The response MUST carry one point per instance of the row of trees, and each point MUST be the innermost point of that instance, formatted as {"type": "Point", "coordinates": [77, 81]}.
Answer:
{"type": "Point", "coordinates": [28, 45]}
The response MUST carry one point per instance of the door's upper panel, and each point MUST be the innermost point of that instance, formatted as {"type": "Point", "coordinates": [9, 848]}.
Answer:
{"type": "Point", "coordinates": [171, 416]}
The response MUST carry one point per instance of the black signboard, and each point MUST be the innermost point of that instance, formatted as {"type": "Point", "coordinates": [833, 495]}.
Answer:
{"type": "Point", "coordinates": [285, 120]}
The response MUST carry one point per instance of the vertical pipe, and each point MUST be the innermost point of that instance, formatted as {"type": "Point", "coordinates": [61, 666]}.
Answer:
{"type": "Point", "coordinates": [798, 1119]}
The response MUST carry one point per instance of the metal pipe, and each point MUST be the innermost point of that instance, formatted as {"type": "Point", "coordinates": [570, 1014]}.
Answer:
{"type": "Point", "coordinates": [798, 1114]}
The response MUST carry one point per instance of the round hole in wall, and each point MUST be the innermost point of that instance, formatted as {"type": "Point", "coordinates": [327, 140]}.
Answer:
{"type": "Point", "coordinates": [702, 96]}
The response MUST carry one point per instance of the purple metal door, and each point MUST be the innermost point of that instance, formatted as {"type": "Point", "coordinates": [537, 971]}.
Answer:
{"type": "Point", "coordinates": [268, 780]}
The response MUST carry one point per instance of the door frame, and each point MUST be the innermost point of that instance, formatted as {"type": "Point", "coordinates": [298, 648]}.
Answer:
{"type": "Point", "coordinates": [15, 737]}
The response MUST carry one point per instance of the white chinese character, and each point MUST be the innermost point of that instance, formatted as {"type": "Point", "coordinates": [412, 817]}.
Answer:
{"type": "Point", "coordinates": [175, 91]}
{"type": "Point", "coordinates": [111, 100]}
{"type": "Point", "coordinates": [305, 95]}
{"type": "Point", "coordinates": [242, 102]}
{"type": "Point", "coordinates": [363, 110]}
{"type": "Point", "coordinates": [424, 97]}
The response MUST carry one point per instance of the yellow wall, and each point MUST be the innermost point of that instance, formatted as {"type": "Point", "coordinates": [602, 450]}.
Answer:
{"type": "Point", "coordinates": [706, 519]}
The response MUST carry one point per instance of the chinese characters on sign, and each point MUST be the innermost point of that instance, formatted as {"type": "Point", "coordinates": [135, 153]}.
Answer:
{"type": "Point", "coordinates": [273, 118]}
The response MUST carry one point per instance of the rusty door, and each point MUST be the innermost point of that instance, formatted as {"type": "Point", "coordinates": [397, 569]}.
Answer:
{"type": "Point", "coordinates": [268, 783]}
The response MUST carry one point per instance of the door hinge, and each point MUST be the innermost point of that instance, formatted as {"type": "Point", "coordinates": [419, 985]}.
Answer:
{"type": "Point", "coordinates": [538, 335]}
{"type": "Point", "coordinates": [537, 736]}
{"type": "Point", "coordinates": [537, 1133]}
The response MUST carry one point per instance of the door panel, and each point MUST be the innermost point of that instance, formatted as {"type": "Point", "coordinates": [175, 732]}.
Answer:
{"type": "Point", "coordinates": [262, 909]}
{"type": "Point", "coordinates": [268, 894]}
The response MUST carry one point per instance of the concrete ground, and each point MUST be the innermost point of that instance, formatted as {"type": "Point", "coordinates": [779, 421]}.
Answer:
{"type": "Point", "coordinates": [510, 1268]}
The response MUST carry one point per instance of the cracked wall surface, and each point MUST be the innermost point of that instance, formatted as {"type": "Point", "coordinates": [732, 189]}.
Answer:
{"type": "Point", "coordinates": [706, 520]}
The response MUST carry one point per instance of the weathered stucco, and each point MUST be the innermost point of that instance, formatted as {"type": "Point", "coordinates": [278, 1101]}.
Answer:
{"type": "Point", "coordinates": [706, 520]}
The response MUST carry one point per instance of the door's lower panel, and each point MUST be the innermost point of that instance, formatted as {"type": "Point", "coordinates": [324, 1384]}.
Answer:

——

Each line of the material above must be reproduced exactly.

The response MUST carry one point per instance of the row of trees, and each point MUST be the innermost point of that instance, formatted as {"type": "Point", "coordinates": [77, 81]}.
Answer:
{"type": "Point", "coordinates": [28, 45]}
The response MUST carry one point per instance of the door's upper panel, and each point MUST be the innermost point of that instance, formatted as {"type": "Point", "coordinates": [9, 848]}.
Answer:
{"type": "Point", "coordinates": [171, 416]}
The response MUST carry one point per instance of the black signboard, and each point MUST be the innermost point of that instance, formatted as {"type": "Point", "coordinates": [833, 495]}.
Answer:
{"type": "Point", "coordinates": [285, 120]}
The response MUST carry one point per instance of the vertical pipe, and each point MUST be the innermost point of that instance, formatted as {"type": "Point", "coordinates": [61, 666]}.
Answer:
{"type": "Point", "coordinates": [798, 1119]}
The response MUST carry one point per instance of the metal pipe, and each point MUST be the innermost point of that instance, formatted as {"type": "Point", "coordinates": [570, 1014]}.
Answer:
{"type": "Point", "coordinates": [798, 1114]}
The response MUST carry one point per instance of the round hole in wall, and each point MUST be the innermost point of that instance, formatted as {"type": "Point", "coordinates": [327, 140]}.
Answer:
{"type": "Point", "coordinates": [702, 96]}
The response MUST carry one point per instance of the purple metal door, and each point MUST be the innermost point of that instance, formatted as {"type": "Point", "coordinates": [537, 971]}.
Answer:
{"type": "Point", "coordinates": [268, 780]}
The response MUST carry one point per instance of the door frame, and each point MUST be the innermost point of that instance, formatted as {"type": "Point", "coordinates": [298, 648]}.
Answer:
{"type": "Point", "coordinates": [15, 737]}
The response MUST carry one point per instance of the white chinese character, and each point MUST be the innermost point of that instance, formatted as {"type": "Point", "coordinates": [412, 817]}.
Answer:
{"type": "Point", "coordinates": [175, 91]}
{"type": "Point", "coordinates": [111, 100]}
{"type": "Point", "coordinates": [305, 95]}
{"type": "Point", "coordinates": [242, 102]}
{"type": "Point", "coordinates": [363, 110]}
{"type": "Point", "coordinates": [424, 97]}
The response MUST carry one point per instance of the yellow wall, and each point MUST be the innermost point of that instance, formatted as {"type": "Point", "coordinates": [602, 450]}.
Answer:
{"type": "Point", "coordinates": [706, 519]}
The response MUST carry one point per instance of the chinese characters on sign, and each point MUST be the innermost point of that instance, formatted as {"type": "Point", "coordinates": [135, 153]}.
Answer:
{"type": "Point", "coordinates": [273, 118]}
The response MUST carry one point per instance of the rusty door, and each point MUST be the innermost point of that instance, formatted as {"type": "Point", "coordinates": [397, 569]}.
Answer:
{"type": "Point", "coordinates": [268, 783]}
The response MUST carry one point per instance of the door hinge, and each point MUST be the innermost point of that instance, formatted as {"type": "Point", "coordinates": [419, 985]}.
Answer:
{"type": "Point", "coordinates": [538, 335]}
{"type": "Point", "coordinates": [537, 736]}
{"type": "Point", "coordinates": [537, 1133]}
The response MUST carry one point per instance of the door panel, and each point MUST be the innermost point of that instance, formatted as {"type": "Point", "coordinates": [175, 732]}.
Answer:
{"type": "Point", "coordinates": [262, 909]}
{"type": "Point", "coordinates": [268, 894]}
The response MUST carry one point per instance of the concrete ground, and each point MUST be the innermost point of that instance, formatted as {"type": "Point", "coordinates": [779, 421]}.
Answer:
{"type": "Point", "coordinates": [510, 1268]}
The response MUST carry one point per instance of the cracked wall surface, and each point MUST be the innermost point of that instance, formatted as {"type": "Point", "coordinates": [732, 189]}.
Answer:
{"type": "Point", "coordinates": [706, 520]}
The response MUST carry one point per instance of the weathered stucco, and each point MUST be the innermost point of that instance, formatted as {"type": "Point", "coordinates": [278, 1101]}.
Answer:
{"type": "Point", "coordinates": [706, 520]}
The response MUST carry one point per instance of the door's lower panel, and each point MUST be the innermost point of that instance, formatted as {"type": "Point", "coordinates": [324, 1384]}.
Answer:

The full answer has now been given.